## ЦЕЛЬ ЗАДАНИЯ
Соберите из данных ниже все строки, где встречается слово «locate».
::::::::
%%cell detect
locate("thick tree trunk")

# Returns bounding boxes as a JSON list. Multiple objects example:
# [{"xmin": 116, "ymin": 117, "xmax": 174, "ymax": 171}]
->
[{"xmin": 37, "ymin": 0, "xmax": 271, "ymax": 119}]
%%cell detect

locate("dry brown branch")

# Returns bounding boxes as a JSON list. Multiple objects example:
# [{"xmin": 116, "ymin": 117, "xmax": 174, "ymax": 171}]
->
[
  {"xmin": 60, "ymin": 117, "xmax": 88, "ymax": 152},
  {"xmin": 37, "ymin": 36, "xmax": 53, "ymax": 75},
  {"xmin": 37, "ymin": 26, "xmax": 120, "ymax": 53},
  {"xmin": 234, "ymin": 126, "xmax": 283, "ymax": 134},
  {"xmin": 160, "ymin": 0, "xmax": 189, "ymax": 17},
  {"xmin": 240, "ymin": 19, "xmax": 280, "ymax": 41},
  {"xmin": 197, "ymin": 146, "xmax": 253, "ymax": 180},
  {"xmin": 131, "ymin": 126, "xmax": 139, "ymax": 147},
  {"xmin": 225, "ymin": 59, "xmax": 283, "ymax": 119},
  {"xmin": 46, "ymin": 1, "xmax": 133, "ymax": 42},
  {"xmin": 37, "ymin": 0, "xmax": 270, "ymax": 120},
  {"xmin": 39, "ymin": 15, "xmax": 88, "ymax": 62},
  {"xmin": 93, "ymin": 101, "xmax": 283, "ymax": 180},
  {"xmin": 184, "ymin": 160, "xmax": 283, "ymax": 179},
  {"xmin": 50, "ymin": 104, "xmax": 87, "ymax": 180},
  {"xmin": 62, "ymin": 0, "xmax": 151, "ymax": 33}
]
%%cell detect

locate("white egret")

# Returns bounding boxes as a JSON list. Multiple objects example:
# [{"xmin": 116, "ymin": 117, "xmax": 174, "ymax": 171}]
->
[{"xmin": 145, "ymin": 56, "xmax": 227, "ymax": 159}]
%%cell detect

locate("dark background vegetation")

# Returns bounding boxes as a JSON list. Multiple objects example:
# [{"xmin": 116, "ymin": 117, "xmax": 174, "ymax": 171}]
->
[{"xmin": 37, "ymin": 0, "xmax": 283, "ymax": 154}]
::::::::
## ОТВЕТ
locate("thick tree trunk")
locate("dry brown branch")
locate("white egret")
locate("dark background vegetation")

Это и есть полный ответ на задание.